Image-grounded pointing data:
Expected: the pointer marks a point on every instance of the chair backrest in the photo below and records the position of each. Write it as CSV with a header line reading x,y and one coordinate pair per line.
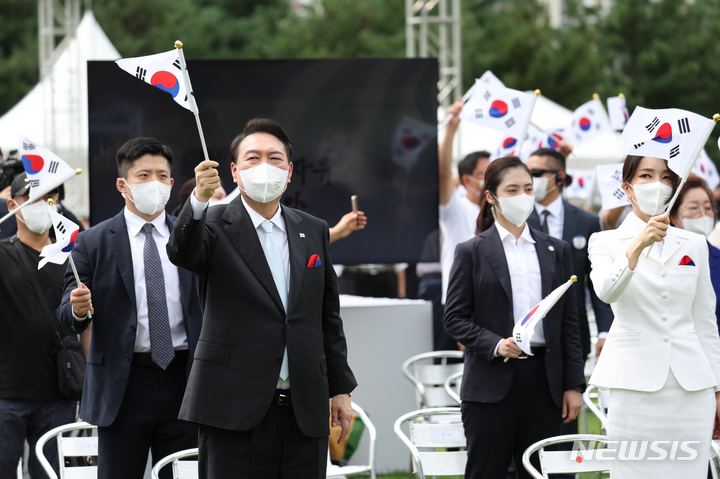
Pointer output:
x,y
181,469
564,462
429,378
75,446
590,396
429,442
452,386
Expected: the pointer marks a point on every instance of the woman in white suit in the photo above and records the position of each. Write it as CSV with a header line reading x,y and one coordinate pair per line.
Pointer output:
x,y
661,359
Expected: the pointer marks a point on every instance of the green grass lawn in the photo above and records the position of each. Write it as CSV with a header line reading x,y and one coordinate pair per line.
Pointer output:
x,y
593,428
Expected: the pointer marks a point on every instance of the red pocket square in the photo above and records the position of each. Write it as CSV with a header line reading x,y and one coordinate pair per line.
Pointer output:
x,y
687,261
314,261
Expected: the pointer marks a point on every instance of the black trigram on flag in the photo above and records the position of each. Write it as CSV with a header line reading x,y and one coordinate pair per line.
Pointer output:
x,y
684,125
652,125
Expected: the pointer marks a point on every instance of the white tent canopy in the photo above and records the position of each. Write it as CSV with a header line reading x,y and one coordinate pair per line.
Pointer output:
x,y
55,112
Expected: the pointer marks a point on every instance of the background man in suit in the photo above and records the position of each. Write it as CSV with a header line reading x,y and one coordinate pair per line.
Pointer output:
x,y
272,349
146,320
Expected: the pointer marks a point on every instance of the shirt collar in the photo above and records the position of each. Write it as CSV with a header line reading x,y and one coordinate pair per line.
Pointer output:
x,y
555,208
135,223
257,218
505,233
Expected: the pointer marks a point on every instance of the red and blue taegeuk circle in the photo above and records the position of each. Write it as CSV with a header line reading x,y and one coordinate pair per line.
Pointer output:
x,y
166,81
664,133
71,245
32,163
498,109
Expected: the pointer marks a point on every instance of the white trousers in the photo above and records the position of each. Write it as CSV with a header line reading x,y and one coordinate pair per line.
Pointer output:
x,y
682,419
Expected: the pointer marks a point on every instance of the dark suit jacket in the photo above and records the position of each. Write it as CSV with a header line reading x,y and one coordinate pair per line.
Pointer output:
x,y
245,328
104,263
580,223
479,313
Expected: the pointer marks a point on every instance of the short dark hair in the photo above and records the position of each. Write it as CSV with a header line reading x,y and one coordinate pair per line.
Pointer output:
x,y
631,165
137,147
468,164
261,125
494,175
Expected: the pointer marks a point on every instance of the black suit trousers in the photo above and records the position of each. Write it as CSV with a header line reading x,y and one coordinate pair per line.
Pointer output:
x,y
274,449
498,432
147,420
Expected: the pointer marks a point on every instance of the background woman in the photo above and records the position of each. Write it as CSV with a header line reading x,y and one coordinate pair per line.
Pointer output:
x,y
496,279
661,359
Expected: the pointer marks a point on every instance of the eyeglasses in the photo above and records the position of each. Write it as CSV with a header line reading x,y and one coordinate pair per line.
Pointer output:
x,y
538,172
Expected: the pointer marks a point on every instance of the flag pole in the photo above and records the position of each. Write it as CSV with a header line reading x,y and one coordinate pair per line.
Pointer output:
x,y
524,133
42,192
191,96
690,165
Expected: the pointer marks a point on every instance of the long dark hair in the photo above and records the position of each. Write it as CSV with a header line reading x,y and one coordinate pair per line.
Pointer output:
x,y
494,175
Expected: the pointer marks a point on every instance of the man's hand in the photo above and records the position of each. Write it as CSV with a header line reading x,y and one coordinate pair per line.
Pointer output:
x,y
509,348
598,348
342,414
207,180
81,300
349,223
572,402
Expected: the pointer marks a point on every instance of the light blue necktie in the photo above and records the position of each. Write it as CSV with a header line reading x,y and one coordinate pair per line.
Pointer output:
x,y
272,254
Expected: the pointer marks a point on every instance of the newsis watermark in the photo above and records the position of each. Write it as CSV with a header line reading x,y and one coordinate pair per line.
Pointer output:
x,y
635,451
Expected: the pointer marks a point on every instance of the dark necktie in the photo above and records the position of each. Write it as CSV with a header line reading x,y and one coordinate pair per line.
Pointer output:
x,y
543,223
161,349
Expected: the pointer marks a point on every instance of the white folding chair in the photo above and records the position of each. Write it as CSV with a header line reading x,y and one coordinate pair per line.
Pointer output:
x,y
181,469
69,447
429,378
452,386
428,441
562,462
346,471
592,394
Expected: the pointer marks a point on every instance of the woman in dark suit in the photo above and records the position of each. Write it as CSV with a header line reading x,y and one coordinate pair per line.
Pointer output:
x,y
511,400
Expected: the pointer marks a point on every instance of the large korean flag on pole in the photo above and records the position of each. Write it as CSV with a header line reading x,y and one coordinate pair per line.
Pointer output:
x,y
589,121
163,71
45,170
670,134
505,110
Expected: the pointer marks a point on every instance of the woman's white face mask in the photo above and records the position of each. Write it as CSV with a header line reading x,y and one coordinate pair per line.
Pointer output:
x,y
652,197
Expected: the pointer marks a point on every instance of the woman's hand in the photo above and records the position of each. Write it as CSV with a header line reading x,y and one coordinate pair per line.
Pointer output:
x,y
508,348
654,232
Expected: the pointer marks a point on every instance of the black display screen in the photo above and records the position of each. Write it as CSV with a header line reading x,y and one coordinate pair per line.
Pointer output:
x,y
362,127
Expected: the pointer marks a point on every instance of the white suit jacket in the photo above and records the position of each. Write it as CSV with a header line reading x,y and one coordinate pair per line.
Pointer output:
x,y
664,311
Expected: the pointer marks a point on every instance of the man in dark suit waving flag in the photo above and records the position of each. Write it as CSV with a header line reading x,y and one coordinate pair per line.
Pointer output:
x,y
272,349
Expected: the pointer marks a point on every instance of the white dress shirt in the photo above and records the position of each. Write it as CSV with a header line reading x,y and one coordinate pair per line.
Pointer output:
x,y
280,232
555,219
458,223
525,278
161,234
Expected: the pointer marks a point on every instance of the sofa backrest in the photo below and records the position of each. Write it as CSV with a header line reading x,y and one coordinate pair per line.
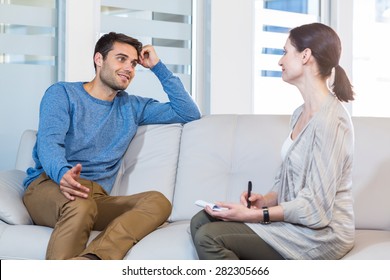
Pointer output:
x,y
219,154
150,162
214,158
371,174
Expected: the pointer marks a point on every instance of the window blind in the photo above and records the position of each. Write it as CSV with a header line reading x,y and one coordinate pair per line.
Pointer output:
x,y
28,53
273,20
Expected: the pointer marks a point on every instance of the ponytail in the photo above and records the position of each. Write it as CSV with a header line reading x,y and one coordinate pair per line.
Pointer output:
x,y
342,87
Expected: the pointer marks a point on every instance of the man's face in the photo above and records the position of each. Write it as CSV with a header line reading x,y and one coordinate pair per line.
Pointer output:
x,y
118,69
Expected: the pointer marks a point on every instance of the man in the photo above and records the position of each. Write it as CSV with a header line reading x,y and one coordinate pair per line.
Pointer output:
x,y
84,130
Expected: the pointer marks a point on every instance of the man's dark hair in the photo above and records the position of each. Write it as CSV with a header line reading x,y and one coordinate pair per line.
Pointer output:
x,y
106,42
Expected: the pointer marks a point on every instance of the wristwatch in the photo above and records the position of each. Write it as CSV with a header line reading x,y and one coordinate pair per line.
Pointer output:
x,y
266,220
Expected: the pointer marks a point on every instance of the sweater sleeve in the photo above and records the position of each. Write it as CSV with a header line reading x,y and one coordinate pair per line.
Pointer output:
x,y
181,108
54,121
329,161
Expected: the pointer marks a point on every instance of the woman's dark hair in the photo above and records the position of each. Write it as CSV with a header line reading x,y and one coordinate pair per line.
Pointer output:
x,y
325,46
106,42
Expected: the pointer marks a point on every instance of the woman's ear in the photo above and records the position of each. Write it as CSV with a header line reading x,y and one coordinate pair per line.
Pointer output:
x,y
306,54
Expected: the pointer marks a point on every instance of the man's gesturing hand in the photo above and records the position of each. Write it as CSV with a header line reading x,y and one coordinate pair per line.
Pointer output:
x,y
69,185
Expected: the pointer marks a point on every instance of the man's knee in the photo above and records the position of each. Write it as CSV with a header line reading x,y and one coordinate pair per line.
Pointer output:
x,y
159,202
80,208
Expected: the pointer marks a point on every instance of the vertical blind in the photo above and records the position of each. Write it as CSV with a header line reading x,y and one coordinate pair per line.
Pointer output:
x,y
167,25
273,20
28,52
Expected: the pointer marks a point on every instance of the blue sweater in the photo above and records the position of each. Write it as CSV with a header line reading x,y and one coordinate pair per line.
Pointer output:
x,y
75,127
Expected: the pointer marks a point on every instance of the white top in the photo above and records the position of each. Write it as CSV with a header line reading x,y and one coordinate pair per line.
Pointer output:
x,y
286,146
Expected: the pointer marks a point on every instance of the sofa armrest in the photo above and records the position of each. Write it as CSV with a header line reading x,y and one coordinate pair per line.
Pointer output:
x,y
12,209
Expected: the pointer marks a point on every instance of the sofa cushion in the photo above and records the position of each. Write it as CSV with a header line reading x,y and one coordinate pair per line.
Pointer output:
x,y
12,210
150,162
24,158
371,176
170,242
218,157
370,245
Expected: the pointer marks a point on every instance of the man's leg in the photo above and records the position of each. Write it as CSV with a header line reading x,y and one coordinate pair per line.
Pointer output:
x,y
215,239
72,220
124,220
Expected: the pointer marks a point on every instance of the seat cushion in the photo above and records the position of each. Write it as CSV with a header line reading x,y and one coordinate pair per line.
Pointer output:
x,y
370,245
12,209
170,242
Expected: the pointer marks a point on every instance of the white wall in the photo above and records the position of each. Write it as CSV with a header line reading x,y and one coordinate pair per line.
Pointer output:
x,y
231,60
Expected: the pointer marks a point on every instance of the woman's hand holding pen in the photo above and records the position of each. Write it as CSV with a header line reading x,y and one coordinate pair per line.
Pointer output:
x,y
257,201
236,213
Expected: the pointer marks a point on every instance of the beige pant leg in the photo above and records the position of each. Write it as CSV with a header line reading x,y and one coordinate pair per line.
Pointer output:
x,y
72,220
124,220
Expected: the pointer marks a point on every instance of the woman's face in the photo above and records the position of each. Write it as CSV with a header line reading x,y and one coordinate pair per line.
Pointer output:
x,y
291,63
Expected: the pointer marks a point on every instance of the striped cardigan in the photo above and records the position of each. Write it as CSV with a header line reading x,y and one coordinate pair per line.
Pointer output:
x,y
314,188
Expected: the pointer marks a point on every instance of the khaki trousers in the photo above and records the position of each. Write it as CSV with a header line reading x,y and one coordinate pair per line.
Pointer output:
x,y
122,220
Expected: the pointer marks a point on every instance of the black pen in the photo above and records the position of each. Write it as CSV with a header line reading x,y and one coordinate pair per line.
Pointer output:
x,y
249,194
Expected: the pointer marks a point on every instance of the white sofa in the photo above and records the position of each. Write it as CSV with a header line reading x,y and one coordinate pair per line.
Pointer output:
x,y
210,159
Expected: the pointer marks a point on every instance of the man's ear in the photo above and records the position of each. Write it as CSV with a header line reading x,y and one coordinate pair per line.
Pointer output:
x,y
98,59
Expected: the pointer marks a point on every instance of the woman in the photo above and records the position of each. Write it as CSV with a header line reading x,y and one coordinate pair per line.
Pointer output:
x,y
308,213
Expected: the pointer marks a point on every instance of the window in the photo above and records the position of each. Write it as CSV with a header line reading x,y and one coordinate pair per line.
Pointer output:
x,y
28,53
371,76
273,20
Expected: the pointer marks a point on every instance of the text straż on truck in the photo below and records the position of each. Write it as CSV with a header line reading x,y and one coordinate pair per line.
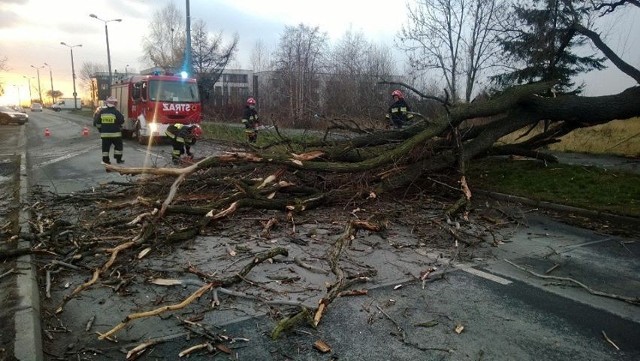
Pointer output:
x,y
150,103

[Required work] Whenever a line of the data includes "jacket", copy that line.

[Exercise answer]
Expected: the pointer marks a point on every instance of the dark suit jacket in the photo above and records the position of each. Write it as CSV with a header line reading x,y and one coordinate pair per line.
Expected: the pointer marks a point on every instance of the white suit jacket in the photo above and records the position of each. Write it as CSV with a header line reading x,y and one coordinate pair per line.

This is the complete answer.